• [What you are asked to do]: Quote the rows below word for word, beginning at the line that contains "Annotate the image above for the object class checked" and stopping after the line that contains "[570,441,634,474]". Include both of those lines.

• [Data extract]:

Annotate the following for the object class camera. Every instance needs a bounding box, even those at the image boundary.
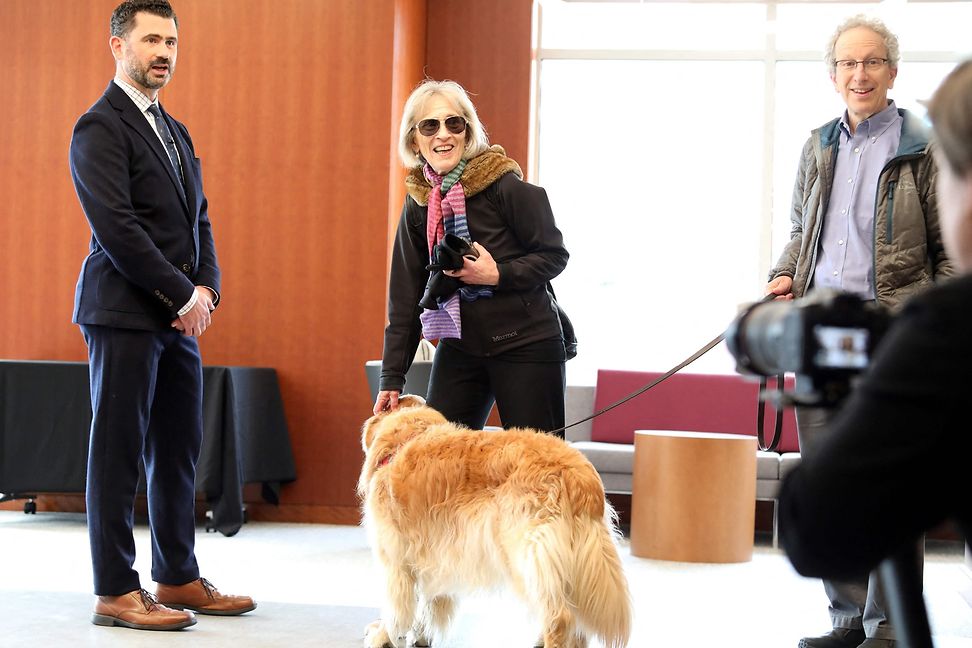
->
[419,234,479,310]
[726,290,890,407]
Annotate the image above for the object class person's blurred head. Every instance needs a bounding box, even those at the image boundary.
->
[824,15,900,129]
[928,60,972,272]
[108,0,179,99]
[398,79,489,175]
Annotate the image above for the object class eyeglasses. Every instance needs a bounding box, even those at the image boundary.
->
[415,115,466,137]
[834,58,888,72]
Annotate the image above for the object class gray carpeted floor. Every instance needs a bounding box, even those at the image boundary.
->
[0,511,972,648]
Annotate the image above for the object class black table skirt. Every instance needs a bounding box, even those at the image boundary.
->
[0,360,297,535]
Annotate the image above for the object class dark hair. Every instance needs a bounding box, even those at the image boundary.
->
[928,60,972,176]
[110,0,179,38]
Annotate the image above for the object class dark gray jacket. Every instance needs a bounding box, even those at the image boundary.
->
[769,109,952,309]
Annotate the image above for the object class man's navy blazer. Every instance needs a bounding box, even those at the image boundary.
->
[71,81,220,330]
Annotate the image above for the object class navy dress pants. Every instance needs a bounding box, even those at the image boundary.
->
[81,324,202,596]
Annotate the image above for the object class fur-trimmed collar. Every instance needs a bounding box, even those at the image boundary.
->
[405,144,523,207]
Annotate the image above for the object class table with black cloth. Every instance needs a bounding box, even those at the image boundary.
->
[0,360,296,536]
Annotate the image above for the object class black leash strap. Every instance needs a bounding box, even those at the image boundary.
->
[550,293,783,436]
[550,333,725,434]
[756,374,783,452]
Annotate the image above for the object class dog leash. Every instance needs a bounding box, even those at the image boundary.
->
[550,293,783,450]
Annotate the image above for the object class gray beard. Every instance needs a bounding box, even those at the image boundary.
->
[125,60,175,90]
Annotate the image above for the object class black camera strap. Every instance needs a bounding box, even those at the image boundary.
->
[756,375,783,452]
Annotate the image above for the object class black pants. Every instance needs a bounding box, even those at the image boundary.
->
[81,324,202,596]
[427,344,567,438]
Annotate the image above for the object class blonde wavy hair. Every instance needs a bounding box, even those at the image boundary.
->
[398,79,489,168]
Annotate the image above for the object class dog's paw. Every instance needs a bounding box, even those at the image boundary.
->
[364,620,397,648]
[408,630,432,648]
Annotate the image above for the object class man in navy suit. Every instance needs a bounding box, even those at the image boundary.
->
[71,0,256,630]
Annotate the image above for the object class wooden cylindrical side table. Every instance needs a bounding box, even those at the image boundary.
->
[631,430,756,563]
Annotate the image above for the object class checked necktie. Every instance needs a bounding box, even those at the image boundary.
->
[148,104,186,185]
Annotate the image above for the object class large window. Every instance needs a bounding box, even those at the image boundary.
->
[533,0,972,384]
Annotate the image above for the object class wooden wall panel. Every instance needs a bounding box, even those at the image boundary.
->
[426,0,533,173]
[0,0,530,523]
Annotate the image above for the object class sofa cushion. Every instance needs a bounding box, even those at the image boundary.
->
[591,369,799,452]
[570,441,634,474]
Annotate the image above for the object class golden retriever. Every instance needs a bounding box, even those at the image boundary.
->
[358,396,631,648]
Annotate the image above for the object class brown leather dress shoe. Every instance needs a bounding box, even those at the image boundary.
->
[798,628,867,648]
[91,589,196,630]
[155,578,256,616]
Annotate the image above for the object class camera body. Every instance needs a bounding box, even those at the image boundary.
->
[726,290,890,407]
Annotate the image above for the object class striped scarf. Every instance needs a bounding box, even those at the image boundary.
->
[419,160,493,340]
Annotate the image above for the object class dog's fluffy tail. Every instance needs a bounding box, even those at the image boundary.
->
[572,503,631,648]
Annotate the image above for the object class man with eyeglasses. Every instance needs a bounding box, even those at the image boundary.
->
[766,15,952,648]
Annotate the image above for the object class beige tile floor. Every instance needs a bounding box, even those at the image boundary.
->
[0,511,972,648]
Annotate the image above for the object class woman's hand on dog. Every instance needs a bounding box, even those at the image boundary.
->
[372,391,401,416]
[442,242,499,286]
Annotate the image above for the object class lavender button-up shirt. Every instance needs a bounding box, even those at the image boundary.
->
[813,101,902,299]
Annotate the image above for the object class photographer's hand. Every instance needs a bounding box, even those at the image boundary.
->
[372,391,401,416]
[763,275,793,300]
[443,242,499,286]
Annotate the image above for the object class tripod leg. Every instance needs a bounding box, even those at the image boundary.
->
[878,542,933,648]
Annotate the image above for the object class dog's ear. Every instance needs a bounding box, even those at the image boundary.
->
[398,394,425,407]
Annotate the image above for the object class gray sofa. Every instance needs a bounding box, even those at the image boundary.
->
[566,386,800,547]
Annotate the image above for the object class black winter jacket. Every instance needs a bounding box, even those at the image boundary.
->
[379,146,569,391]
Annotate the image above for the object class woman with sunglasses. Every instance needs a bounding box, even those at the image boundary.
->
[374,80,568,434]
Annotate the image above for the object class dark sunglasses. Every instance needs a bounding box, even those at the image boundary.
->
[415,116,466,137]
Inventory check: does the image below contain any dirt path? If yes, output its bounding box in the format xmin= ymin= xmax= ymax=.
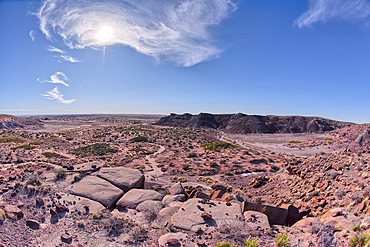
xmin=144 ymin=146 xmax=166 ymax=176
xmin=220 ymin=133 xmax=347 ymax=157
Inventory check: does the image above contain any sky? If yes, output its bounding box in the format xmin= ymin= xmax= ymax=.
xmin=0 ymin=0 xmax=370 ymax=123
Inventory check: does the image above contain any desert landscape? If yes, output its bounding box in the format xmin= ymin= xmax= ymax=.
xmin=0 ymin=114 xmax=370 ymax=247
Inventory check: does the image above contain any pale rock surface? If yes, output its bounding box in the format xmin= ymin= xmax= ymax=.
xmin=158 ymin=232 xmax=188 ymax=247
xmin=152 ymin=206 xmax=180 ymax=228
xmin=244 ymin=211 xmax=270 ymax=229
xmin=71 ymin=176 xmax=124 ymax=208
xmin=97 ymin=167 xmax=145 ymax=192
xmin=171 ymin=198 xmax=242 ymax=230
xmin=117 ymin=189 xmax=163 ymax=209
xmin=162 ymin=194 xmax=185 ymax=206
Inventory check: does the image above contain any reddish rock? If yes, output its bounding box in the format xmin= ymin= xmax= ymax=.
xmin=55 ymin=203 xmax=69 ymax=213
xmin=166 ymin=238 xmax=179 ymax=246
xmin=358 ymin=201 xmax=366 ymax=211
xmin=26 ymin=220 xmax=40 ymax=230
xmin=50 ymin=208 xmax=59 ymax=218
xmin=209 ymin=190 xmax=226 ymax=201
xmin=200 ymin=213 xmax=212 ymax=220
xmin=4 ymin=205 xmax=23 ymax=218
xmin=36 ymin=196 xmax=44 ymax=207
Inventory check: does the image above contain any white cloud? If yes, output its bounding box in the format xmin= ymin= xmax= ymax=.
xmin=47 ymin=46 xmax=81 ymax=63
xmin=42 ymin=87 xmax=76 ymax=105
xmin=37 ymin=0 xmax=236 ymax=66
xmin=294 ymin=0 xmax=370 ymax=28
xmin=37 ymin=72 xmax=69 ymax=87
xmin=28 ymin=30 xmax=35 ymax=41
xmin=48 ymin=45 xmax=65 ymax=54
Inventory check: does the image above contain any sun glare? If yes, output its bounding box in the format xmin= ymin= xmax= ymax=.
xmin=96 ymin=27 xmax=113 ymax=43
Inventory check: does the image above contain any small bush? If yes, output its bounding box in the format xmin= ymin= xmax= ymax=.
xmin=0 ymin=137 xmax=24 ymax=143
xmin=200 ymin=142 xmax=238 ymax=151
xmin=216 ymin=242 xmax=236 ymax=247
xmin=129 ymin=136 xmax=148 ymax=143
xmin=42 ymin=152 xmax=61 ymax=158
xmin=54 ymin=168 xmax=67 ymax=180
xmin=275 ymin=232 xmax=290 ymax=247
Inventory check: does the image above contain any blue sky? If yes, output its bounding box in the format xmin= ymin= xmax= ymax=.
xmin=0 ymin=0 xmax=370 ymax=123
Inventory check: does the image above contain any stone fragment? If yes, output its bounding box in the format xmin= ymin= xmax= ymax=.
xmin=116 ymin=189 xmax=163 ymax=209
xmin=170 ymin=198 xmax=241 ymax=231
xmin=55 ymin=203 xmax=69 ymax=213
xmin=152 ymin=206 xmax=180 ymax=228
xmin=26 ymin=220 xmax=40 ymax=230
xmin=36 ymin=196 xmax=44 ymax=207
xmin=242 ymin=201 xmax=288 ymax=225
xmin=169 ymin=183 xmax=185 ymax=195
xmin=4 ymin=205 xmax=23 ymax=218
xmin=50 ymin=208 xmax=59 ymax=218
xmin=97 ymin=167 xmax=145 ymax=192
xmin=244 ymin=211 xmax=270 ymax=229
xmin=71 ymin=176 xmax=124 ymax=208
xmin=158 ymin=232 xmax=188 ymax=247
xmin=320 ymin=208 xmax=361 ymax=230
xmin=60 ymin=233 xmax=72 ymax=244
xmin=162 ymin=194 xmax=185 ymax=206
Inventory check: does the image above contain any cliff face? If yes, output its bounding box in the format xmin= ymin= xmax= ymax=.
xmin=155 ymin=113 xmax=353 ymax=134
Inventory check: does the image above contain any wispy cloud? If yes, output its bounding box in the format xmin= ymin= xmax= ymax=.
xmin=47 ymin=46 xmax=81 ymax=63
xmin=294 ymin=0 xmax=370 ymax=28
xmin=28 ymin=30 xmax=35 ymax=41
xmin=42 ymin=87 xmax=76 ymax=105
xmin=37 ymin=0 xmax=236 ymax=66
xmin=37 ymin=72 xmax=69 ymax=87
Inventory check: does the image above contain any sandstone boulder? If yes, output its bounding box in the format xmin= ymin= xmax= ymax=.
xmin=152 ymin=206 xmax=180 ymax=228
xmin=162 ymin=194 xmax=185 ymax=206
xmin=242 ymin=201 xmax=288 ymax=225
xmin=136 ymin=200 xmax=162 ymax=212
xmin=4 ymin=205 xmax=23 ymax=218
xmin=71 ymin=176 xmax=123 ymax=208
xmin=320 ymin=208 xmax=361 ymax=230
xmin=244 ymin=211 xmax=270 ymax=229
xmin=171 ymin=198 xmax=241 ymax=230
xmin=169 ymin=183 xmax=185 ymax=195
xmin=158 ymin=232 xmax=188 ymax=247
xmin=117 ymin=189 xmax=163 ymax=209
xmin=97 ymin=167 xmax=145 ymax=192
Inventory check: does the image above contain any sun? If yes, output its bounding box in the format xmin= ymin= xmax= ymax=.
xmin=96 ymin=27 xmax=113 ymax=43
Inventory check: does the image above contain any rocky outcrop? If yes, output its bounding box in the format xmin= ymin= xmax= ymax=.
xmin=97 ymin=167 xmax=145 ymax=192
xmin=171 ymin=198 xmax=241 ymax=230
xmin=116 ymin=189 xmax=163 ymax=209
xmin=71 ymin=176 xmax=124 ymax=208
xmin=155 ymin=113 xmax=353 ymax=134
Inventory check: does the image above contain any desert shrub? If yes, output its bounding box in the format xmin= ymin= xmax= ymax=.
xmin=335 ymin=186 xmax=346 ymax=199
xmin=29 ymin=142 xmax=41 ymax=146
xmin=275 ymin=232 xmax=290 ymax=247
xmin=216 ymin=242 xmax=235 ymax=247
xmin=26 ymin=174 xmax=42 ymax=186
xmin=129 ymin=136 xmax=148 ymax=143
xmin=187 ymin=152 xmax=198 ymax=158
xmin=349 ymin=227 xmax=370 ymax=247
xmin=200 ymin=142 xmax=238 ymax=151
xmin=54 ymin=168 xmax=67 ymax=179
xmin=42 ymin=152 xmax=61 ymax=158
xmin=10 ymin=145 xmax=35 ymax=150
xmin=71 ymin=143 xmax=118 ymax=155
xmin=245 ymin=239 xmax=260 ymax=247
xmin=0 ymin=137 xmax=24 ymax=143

• [Task answer]:
Annotate the image above for the object class checked necktie. Every instance needs a bounding box, even those at the image boundary.
->
[148,104,186,185]
Annotate the image above for the object class large window. Every instance needs a bounding box, even those at the image boundary.
->
[533,0,972,384]
Annotate the image above for the object class wooden wall panel. Every instance needs a bounding box, even those at the image boundary.
->
[426,0,533,173]
[0,0,530,523]
Annotate the image above for the object class sofa cushion. Every instance needs a bounding box, even those at the image boundary.
->
[591,369,799,452]
[570,441,634,474]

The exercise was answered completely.